**TEXTAUSZUG**
::::

Die Ökonomie des Teilens taugt aber auch als Unternehmensmodell. Das Internet wimmelt von Start-ups wie Airbnb, Kickstarter und Etsy, die sich soziale Kooperation und nachhaltiges Wirtschaften auf die Fahnen schreiben. Statt auf industrielle Massenprodukte, setzen sie auf handgefertigte Einzelstücke. „Wir treiben eine neue, am Menschen orientierte und vom Einzelnen mitbestimmte Wirtschaft an“, sagt Chad Dickerson, der Geschäftsführer von Etsy. Die Verkaufsplattform mit Sitz in der Ritterstraße in Kreuzberg verzeichnet seit der Gründung 2005 rasante Wachstumsraten. Mit inzwischen 15 Millionen Mitgliedern und mehr als 875 000 aktiven Shops versammelt sie weltweit Kleinunternehmer und Verkäufer von handgemachten Produkten. 2011 ging über 96 Prozent der erwirtschafteten 525 Millionen Dollar direkt an die Verkäufer.

::::

**DATENAUSZUG**
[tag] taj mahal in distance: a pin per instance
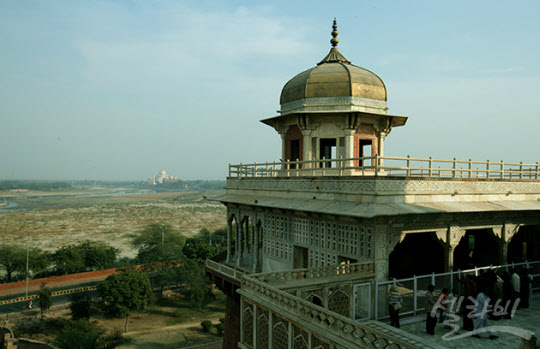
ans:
(314, 240)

::::

**ÜBUNGSAUFGABEN**
A: Schreiben Sie bitte den Abschnitt des Textauszugs von „Die Ökonomie des“ bis „an die Verkäufer.“ wortgetreu ab.
B: Beantworten Sie anhand des Textauszugs folgende Fragen:
(i) In welchem Jahr wurde Etsy gegründet?
(ii) In welcher Straße und welchem Stadtteil hat die Verkaufsplattform ihren Sitz?
(iii) Wie viele aktive Shops versammelt die Plattform?
C: Prüfen Sie, ob die folgenden Aussagen mit dem Textauszug übereinstimmen, und belegen Sie jede Antwort mit einem wörtlichen Zitat:
(i) Chad Dickerson leitet Etsy als Geschäftsführer.
(ii) Etsy hat inzwischen 25 Millionen Mitglieder.
(iii) Die genannten Start-ups setzen vor allem auf industrielle Massenprodukte.

**ERGEBNISSE PRO AUFGABE**
A:
Die Ökonomie des Teilens taugt aber auch als Unternehmensmodell. Das Internet wimmelt von Start-ups wie Airbnb, Kickstarter und Etsy, die sich soziale Kooperation und nachhaltiges Wirtschaften auf die Fahnen schreiben. Statt auf industrielle Massenprodukte, setzen sie auf handgefertigte Einzelstücke. „Wir treiben eine neue, am Menschen orientierte und vom Einzelnen mitbestimmte Wirtschaft an“, sagt Chad Dickerson, der Geschäftsführer von Etsy. Die Verkaufsplattform mit Sitz in der Ritterstraße in Kreuzberg verzeichnet seit der Gründung 2005 rasante Wachstumsraten. Mit inzwischen 15 Millionen Mitgliedern und mehr als 875 000 aktiven Shops versammelt sie weltweit Kleinunternehmer und Verkäufer von handgemachten Produkten. 2011 ging über 96 Prozent der erwirtschafteten 525 Millionen Dollar direkt an die Verkäufer.

B:
(i) 2005
(ii) In der Ritterstraße in Kreuzberg
(iii) Mehr als 875 000

C:
(i) Ja: „sagt Chad Dickerson, der Geschäftsführer von Etsy“
(ii) Nein: „Mit inzwischen 15 Millionen Mitgliedern“
(iii) Nein: „Statt auf industrielle Massenprodukte, setzen sie auf handgefertigte Einzelstücke.“